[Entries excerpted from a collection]
§ §

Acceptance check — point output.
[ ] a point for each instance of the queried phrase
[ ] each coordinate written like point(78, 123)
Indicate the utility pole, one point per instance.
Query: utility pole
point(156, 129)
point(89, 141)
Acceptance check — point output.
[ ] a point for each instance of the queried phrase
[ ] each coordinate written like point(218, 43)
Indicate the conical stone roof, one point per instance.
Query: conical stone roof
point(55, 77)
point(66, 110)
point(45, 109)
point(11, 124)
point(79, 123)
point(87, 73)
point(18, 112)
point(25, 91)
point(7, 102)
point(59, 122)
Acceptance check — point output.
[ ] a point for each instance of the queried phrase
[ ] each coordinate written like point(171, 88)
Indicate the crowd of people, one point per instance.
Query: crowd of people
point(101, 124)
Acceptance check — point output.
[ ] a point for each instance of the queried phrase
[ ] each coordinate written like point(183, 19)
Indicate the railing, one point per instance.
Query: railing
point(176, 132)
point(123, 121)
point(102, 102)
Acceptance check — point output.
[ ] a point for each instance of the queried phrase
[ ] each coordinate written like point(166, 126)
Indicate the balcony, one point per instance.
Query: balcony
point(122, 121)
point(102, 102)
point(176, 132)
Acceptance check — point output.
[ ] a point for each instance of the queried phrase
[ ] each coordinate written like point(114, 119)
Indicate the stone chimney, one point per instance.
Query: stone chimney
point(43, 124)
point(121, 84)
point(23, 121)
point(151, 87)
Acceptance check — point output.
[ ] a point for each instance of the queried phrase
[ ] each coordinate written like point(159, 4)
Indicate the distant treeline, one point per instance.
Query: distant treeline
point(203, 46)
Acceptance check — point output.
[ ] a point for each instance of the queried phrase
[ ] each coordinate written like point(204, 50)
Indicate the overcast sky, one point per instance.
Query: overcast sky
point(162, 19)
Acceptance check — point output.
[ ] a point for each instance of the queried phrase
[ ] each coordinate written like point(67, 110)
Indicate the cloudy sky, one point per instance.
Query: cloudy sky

§ §

WHAT YOU ARE ASKED TO DO:
Transcribe the entries above word for word, from the first line through the line that contains "point(162, 19)", including that line.

WRITTEN RESPONSE:
Acceptance check — point output.
[ ] a point for each instance of the queried phrase
[ ] each coordinate written like point(78, 123)
Indicate the utility pole, one point per instance.
Query: utility pole
point(156, 129)
point(89, 141)
Acceptance check — point output.
[ ] a point for each instance of the queried phrase
[ ] each coordinate written like point(218, 43)
Indicate the conical stone roof, one point per instance.
Query: conical stone roof
point(55, 77)
point(66, 110)
point(45, 109)
point(11, 124)
point(79, 123)
point(87, 73)
point(18, 112)
point(25, 91)
point(7, 102)
point(59, 122)
Acceptance check — point output.
[ ] a point for each instance of the queried phrase
[ ] each coordinate written like point(171, 88)
Indicate the crowd of people, one point per instance.
Query: crowd of people
point(101, 124)
Acceptance check — point output.
[ ] a point for each instance of the queried phrase
[ ] each coordinate written like point(183, 19)
Indicate the railing, one point per instance.
Query: railing
point(176, 132)
point(123, 121)
point(102, 102)
Acceptance check — point output.
[ ] a point for each instance of the queried phrase
[ ] each coordinate written like point(166, 126)
Indicate the balcony, one point per instance.
Query: balcony
point(122, 121)
point(102, 102)
point(176, 132)
Acceptance check — point output.
[ ] a point for each instance of the queried phrase
[ ] each coordinate written like point(114, 119)
Indicate the stone chimney, one point per instance.
Query: stone chimney
point(43, 124)
point(121, 84)
point(23, 121)
point(151, 87)
Acceptance check — point output.
[ ] a point for each instance of the queried phrase
[ ] each coordinate written like point(159, 4)
Indicate the distant treeline, one point per instance.
Query: distant treeline
point(203, 46)
Acceptance check — point output.
[ ] a point for each instance of the queried phrase
[ ] each coordinate written like point(204, 50)
Indicate the overcast sky, one point per instance.
Query: overcast sky
point(162, 19)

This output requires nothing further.